* Work required *
Word for word, copy the line containing "Target: safety harness" and each line after it in the records below, ending with the last line.
BEGIN Information
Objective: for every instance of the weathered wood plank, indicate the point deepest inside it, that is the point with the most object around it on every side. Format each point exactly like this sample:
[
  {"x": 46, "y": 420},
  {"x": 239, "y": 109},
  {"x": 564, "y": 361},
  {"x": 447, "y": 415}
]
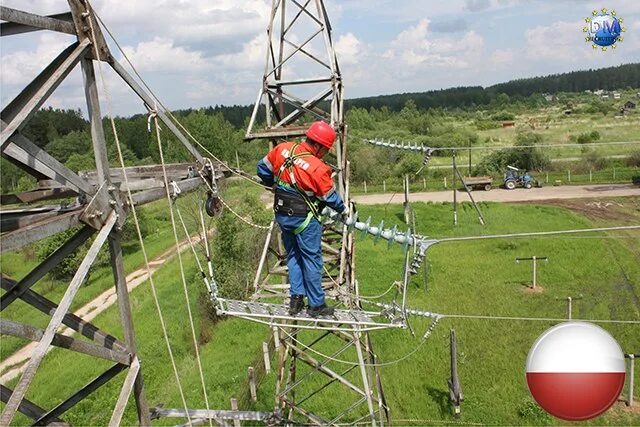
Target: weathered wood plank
[
  {"x": 18, "y": 112},
  {"x": 41, "y": 349},
  {"x": 45, "y": 267},
  {"x": 16, "y": 329},
  {"x": 70, "y": 320},
  {"x": 27, "y": 407},
  {"x": 85, "y": 391},
  {"x": 23, "y": 236},
  {"x": 23, "y": 22}
]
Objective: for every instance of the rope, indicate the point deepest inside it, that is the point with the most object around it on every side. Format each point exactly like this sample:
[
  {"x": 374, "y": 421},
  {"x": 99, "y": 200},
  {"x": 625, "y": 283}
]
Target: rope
[
  {"x": 168, "y": 112},
  {"x": 537, "y": 319},
  {"x": 408, "y": 146},
  {"x": 135, "y": 215},
  {"x": 237, "y": 215},
  {"x": 424, "y": 338},
  {"x": 538, "y": 233},
  {"x": 182, "y": 275}
]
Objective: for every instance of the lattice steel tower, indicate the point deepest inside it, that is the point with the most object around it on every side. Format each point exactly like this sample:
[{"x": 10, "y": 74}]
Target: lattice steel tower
[{"x": 302, "y": 83}]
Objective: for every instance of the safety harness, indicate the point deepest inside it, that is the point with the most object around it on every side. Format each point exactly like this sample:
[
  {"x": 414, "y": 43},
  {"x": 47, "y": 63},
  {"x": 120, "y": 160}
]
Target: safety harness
[{"x": 299, "y": 204}]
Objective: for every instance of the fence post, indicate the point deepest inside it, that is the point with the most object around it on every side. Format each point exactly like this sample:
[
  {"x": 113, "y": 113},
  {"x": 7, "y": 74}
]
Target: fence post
[
  {"x": 267, "y": 357},
  {"x": 252, "y": 384},
  {"x": 234, "y": 407},
  {"x": 632, "y": 362}
]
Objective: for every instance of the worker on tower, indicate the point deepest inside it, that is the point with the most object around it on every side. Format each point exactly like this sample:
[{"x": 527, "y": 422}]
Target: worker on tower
[{"x": 303, "y": 186}]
END Information
* Answer box *
Target: safety harness
[{"x": 299, "y": 204}]
Objective: for every instance of the fence post, indicate the point deepest inside it, that is the point with the most object around it on every side. Format each point exactly like this sample:
[
  {"x": 113, "y": 113},
  {"x": 7, "y": 74}
]
Target: fence post
[
  {"x": 267, "y": 357},
  {"x": 252, "y": 384},
  {"x": 234, "y": 407},
  {"x": 632, "y": 362}
]
Objective: for every instance of the worker on tower, indicate the point deepest inside it, that is the point with the most object around it on every side. Format each point exactly like this sample:
[{"x": 527, "y": 422}]
Target: worker on tower
[{"x": 303, "y": 186}]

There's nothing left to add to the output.